# YOUR ASSIGNMENT:
Identify each line below containing the string "agriculture" and copy it.

# DATA FOR REVIEW:
╭──

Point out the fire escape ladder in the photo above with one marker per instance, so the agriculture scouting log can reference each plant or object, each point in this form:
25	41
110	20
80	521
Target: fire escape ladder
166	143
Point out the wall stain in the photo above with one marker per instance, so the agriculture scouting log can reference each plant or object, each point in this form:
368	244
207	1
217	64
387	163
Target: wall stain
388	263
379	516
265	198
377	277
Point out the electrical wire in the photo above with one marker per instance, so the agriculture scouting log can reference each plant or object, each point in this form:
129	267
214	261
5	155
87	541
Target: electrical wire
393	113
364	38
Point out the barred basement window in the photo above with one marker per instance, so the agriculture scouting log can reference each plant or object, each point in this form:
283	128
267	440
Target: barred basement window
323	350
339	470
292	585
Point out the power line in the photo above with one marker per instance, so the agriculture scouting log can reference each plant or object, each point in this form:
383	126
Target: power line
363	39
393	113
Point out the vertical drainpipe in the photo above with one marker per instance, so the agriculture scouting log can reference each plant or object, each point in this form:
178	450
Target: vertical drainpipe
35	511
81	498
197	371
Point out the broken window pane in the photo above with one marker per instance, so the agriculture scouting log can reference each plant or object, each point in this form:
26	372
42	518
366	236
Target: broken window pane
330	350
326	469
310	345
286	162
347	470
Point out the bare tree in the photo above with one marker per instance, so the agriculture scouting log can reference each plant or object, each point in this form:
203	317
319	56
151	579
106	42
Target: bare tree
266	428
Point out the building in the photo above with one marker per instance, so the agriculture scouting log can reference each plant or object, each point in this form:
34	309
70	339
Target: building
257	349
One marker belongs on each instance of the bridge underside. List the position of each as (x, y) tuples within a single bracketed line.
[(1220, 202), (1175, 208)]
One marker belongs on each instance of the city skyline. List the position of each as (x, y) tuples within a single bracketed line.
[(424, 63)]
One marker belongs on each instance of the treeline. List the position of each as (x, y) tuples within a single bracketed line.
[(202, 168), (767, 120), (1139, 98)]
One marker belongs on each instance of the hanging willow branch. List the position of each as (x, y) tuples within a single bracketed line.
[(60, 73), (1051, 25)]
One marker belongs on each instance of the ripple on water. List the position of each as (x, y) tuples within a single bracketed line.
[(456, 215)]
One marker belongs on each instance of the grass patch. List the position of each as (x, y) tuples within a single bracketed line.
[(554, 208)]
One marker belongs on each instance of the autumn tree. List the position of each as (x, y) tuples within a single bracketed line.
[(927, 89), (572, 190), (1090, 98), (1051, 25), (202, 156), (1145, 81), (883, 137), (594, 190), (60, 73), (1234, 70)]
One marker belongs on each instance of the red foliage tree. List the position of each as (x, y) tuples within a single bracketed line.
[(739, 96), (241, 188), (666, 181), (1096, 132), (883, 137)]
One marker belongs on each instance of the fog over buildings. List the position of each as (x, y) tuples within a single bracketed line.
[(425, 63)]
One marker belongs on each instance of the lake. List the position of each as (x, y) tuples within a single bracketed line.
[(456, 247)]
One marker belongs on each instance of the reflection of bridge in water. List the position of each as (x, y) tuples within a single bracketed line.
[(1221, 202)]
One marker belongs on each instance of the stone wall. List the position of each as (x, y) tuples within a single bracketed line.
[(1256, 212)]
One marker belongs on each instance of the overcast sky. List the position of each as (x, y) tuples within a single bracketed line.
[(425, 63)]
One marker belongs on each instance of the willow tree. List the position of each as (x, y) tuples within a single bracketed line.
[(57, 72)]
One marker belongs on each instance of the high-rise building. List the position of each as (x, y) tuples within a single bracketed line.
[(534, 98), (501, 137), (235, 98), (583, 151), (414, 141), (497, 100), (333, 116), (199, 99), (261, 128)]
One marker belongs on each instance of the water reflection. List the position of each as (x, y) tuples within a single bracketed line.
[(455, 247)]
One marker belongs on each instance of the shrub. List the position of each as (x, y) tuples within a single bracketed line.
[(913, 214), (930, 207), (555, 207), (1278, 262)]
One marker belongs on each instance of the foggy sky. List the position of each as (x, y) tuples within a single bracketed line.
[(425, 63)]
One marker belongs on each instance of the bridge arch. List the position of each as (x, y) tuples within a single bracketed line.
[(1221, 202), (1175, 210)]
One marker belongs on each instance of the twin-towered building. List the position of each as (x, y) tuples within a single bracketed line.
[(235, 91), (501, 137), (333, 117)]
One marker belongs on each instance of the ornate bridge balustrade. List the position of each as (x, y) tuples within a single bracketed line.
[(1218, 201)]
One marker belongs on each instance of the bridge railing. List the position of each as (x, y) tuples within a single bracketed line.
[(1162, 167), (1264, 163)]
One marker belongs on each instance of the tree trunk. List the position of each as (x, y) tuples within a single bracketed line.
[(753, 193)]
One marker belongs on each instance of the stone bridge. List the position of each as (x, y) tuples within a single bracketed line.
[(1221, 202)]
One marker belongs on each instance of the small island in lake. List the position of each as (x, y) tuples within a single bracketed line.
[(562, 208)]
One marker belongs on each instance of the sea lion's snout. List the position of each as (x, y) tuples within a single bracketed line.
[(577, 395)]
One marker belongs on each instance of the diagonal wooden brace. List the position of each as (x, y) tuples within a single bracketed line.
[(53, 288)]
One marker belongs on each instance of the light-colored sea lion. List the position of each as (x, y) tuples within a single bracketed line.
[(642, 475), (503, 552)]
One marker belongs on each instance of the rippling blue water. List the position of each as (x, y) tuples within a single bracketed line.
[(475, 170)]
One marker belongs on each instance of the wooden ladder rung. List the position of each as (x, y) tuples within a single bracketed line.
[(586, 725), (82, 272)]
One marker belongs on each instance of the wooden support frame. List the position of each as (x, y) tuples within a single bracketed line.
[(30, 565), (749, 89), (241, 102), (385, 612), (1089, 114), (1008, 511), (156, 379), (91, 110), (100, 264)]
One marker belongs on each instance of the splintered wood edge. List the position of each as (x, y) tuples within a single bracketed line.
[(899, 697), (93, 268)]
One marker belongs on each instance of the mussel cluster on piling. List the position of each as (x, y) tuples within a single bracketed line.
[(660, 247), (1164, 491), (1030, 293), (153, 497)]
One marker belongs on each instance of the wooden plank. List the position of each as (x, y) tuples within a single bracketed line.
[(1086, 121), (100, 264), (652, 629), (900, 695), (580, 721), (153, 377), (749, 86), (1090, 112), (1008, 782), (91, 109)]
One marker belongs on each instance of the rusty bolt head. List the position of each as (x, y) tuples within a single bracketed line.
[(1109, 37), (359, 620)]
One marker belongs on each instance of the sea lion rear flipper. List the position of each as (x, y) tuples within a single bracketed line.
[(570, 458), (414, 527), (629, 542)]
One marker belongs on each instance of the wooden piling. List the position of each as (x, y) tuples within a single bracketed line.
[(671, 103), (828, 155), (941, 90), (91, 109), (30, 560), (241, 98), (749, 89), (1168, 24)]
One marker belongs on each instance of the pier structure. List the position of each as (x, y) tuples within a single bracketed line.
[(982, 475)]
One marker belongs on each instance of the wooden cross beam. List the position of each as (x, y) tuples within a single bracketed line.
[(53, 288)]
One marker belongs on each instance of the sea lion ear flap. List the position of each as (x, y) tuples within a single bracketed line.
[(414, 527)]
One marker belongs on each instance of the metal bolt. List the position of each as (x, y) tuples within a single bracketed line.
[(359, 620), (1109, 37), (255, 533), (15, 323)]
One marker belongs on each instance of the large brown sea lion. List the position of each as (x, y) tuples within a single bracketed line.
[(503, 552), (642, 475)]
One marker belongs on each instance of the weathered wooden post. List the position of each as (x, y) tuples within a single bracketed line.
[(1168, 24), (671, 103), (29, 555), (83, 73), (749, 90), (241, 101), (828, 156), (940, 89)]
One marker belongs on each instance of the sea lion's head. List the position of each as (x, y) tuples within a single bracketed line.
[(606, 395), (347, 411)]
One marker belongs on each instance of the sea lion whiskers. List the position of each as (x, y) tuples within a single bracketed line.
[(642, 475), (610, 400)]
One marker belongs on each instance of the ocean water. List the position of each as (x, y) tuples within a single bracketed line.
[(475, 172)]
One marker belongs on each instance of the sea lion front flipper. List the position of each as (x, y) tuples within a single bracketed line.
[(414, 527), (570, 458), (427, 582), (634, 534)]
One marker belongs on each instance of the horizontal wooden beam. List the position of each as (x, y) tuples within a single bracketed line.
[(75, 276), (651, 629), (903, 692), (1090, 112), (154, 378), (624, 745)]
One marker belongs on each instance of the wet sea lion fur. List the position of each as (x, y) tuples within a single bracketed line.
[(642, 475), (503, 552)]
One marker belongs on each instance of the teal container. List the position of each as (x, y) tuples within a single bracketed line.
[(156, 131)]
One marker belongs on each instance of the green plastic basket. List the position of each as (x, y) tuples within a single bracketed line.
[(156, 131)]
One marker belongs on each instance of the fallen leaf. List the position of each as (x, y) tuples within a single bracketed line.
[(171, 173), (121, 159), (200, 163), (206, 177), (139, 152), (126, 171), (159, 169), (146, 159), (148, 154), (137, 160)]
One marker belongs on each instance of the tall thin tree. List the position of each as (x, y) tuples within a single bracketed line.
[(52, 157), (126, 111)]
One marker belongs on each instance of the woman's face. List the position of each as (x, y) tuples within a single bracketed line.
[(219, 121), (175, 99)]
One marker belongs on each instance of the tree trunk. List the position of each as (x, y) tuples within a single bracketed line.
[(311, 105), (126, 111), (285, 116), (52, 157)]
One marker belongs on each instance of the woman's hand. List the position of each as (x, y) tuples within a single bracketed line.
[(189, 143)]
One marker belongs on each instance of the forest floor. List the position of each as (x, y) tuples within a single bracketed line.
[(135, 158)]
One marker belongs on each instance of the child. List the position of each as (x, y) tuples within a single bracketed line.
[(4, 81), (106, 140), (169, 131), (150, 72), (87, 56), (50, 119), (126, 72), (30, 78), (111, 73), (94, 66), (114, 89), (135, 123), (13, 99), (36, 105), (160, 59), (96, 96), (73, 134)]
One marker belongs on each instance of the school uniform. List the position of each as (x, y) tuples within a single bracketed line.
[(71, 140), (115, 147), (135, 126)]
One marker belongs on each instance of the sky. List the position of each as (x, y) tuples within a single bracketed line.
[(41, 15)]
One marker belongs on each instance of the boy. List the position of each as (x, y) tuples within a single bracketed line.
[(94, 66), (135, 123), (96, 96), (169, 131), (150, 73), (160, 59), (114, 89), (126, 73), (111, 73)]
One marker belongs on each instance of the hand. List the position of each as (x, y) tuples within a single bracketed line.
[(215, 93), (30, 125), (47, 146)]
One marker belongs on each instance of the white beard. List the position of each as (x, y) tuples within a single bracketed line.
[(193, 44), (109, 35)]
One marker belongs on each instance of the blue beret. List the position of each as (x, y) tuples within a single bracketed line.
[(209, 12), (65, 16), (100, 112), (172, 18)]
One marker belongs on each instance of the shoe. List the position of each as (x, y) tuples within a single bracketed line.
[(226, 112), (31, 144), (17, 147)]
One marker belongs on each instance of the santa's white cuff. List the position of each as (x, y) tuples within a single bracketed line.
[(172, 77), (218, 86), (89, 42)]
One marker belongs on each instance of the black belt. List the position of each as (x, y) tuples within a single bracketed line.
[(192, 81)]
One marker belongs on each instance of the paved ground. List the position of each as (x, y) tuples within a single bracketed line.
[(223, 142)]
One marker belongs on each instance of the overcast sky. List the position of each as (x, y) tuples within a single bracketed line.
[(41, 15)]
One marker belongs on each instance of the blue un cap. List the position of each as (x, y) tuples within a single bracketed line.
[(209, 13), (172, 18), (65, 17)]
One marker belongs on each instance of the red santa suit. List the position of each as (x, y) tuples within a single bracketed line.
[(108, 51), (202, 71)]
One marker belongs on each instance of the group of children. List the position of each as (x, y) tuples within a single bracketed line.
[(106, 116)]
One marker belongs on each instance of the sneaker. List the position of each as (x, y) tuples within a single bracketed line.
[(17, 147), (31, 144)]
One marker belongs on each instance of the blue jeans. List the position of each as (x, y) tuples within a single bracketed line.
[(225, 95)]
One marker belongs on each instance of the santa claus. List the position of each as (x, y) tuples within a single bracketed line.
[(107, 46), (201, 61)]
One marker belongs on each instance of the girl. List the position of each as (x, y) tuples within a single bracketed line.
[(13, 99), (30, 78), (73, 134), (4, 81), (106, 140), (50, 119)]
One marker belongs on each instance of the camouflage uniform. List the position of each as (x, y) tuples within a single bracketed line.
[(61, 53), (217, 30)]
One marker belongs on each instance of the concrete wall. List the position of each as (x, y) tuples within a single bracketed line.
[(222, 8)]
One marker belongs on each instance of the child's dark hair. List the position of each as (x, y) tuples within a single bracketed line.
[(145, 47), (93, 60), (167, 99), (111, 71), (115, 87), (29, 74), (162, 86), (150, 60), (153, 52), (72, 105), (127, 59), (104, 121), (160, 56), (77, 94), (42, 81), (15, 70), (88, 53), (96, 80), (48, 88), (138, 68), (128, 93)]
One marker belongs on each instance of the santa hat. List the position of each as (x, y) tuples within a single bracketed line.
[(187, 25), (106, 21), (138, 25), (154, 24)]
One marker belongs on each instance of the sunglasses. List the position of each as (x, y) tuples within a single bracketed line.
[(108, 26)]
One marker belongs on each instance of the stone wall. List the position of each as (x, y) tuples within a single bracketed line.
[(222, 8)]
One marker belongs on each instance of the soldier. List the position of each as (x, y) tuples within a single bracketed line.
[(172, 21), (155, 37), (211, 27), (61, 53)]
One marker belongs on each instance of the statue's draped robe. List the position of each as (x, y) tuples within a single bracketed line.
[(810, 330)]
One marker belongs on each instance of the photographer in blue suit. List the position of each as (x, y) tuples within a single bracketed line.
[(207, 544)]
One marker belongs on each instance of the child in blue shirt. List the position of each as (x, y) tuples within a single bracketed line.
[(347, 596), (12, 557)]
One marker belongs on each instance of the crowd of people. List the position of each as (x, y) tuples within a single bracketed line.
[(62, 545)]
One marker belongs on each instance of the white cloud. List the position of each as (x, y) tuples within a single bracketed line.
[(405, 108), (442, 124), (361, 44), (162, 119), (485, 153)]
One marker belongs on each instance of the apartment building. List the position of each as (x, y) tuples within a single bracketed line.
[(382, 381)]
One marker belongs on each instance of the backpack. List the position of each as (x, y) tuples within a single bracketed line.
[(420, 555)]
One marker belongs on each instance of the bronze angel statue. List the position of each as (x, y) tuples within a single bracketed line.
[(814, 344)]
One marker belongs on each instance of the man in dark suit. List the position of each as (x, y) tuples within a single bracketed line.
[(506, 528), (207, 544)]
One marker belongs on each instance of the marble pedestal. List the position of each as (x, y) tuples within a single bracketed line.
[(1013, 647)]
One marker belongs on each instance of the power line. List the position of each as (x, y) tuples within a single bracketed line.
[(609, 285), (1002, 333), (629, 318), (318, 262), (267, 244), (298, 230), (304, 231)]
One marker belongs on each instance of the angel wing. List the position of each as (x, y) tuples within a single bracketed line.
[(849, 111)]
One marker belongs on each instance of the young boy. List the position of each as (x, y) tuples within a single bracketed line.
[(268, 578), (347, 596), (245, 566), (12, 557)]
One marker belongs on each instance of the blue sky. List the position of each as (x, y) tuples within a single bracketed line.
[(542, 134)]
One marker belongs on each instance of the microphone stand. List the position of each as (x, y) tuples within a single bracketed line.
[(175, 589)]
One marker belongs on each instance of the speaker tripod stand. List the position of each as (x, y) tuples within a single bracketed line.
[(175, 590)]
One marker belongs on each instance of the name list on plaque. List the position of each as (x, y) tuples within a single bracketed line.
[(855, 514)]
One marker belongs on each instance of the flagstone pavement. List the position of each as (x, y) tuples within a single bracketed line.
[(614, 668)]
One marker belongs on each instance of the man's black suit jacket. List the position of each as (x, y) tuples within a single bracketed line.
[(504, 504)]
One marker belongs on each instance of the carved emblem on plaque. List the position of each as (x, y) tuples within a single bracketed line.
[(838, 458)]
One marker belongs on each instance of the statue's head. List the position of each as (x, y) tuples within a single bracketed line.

╰──

# ANSWER BOX:
Point out the fire escape ladder in the photo above with one marker per instance, so the agriculture scouting log can reference each plant or object, each point in this form:
Point out the wall stain in the photo above with one marker per instance, so the agriculture scouting log can reference each plant or object, each point in this form:
Point out the electrical wire in the photo above with one marker per instance, so the agriculture scouting log can reference each plant or object, each point in this form:
Point out the barred basement window in the photo above with one marker per instance, so the agriculture scouting log can reference each plant or object, each point in this form:
Point out the power line in the photo above with one marker per instance, so the agriculture scouting log can reference each plant or object, each point in this form:
Point out the vertical drainpipe in the photo above with one marker per instance, so the agriculture scouting log can reference each plant or object, each point in this form:
Point out the broken window pane in the photo above with one marker per instance, so the agriculture scouting log can reference each plant or object, each point in this form:
Point out the bare tree in the photo above with one marker per instance, so the agriculture scouting log can reference each plant or object, each point in this form:
Point out the building in the photo above with one marker per instance, so the agriculture scouting log can reference each plant or object, each point in this form:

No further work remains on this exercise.